> [Document section]:

(begin)

Pulling Linux up by its bootstraps
[LWN subscriber-only content]
Welcome to LWN.netThe following subscription-only content has been made available to you by an LWN subscriber. Thousands of subscribers depend on LWN for the best news from the Linux and free software communities. If you enjoy this article, please consider accepting the trial offer on the right. Thank you for visiting LWN.net! |
|
A bootstrappable build is one that builds existing software from scratch — for example, building GCC without relying on an existing copy of GCC. In 2023, the Guix project announced that the project had reduced the size of the binary bootstrap seed needed to build its operating system to just 357-bytes — not counting the Linux kernel required to run the build process. Now, the live-bootstrap project has gone a step further and removed the need for an existing kernel at all.
The live-bootstrap project was started in 2020 by Samuel Tyler (also known as
"fosslinux") as a way to
automate a complete bootstrap of a modern Linux system. Since then, Tyler has
been joined by Andrius Štikonas and Gábor Stefanik as co-maintainers, along with
17 other contributors.

(end)

> [Records shown]:
(begin)

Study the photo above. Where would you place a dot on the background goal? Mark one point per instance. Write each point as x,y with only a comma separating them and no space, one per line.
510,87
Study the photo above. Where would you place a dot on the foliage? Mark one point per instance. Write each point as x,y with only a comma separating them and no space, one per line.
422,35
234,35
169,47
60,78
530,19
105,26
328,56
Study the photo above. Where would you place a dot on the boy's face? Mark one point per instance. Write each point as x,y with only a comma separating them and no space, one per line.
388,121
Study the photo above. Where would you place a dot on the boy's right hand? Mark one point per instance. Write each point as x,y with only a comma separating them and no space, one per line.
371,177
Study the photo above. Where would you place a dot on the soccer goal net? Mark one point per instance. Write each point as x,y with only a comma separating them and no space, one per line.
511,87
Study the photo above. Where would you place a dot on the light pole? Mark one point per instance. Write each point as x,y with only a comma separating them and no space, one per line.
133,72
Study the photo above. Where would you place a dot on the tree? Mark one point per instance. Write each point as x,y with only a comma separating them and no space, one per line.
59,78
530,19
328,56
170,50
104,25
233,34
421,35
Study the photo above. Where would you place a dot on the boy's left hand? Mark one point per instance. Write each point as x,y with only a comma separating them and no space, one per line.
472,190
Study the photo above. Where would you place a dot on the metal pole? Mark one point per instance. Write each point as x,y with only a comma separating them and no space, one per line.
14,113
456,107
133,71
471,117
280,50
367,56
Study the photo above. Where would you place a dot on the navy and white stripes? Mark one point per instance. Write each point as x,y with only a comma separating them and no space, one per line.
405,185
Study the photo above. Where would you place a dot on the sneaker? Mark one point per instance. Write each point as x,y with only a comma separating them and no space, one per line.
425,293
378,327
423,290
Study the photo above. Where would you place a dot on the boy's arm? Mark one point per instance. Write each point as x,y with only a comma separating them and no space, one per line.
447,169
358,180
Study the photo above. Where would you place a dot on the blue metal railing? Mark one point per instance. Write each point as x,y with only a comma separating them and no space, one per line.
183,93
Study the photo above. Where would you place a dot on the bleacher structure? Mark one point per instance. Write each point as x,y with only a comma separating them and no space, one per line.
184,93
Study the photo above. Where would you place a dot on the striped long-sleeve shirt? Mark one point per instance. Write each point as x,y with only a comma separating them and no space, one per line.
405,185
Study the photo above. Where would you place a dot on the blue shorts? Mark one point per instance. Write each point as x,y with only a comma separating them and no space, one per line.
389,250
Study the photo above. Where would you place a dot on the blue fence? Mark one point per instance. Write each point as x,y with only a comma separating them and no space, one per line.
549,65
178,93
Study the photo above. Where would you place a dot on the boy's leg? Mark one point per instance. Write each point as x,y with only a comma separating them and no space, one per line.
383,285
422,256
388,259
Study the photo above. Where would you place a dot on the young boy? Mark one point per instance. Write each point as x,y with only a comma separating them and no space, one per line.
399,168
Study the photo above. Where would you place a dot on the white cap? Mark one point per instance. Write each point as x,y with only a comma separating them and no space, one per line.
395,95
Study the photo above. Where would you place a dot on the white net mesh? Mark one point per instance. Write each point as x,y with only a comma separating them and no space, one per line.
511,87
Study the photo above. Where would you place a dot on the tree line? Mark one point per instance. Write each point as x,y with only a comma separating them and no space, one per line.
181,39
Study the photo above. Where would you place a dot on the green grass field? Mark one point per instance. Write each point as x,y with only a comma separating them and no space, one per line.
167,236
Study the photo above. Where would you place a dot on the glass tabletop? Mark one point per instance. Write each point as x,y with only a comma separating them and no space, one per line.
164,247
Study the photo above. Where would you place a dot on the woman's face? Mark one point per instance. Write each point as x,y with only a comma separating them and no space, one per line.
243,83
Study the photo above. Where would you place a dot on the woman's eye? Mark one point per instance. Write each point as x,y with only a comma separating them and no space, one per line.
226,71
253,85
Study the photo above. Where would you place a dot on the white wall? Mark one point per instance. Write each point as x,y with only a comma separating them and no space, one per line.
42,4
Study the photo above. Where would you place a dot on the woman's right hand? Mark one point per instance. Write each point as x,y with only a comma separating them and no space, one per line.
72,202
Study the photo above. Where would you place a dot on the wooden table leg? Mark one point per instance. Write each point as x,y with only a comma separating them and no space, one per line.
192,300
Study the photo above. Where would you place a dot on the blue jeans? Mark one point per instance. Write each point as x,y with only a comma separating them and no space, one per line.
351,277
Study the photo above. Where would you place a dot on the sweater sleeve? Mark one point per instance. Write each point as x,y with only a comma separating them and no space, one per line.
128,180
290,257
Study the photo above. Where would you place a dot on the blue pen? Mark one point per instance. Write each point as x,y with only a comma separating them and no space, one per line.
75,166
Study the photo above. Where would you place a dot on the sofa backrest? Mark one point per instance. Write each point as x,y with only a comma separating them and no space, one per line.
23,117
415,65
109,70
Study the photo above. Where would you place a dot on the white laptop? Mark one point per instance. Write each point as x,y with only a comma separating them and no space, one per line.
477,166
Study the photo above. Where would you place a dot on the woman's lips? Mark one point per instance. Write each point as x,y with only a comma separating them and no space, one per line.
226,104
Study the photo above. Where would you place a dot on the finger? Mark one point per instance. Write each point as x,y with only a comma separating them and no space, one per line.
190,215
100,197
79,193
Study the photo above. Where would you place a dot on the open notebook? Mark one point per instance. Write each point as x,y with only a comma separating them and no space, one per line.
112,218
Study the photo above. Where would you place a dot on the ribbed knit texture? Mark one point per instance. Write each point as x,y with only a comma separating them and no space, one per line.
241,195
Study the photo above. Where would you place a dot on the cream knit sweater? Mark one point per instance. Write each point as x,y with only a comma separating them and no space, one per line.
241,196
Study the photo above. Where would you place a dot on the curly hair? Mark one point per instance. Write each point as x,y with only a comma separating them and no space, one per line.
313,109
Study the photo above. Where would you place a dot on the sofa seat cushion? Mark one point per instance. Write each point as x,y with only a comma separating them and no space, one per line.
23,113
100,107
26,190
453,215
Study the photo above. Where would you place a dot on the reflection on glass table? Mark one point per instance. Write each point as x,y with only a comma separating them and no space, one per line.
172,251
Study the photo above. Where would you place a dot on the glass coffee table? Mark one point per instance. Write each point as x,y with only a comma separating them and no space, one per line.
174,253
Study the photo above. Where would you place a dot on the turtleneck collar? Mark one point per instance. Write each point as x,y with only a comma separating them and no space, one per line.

(end)

> [Tasks to carry out]:
A. Reproduce the passage of the article on bootstrappable builds starting with "Pulling Linux up" and going on through "kernel at all.".
B. According to the article on bootstrappable builds, who started the live-bootstrap project in 2020?
C. Write the next part of the article on bootstrappable builds, picking up after its last sentence.
The records have no connection to the article on bootstrappable builds.

> [Answers in order]:
A.
Pulling Linux up by its bootstraps
[LWN subscriber-only content]
Welcome to LWN.netThe following subscription-only content has been made available to you by an LWN subscriber. Thousands of subscribers depend on LWN for the best news from the Linux and free software communities. If you enjoy this article, please consider accepting the trial offer on the right. Thank you for visiting LWN.net! |
|
A bootstrappable build is one that builds existing software from scratch — for example, building GCC without relying on an existing copy of GCC. In 2023, the Guix project announced that the project had reduced the size of the binary bootstrap seed needed to build its operating system to just 357-bytes — not counting the Linux kernel required to run the build process. Now, the live-bootstrap project has gone a step further and removed the need for an existing kernel at all.

B. Samuel Tyler, also known as "fosslinux."

C.
The project's goal is to
create a usable system "with only human-auditable, and wherever possible,
human-written, source code
". The project pulls in a number of other pieces
of software, from bootstrapping tools like
stage0-posix and
GNU Mes, to historical versions of software that are necessary to build
their more modern counterparts, such as GCC version 4.0.4 (the most recent
version that does not require a C++ compiler to build).
The whole process of bootstrapping a
system is automated, making it possible to run automatic tests as new steps are
added or software is updated.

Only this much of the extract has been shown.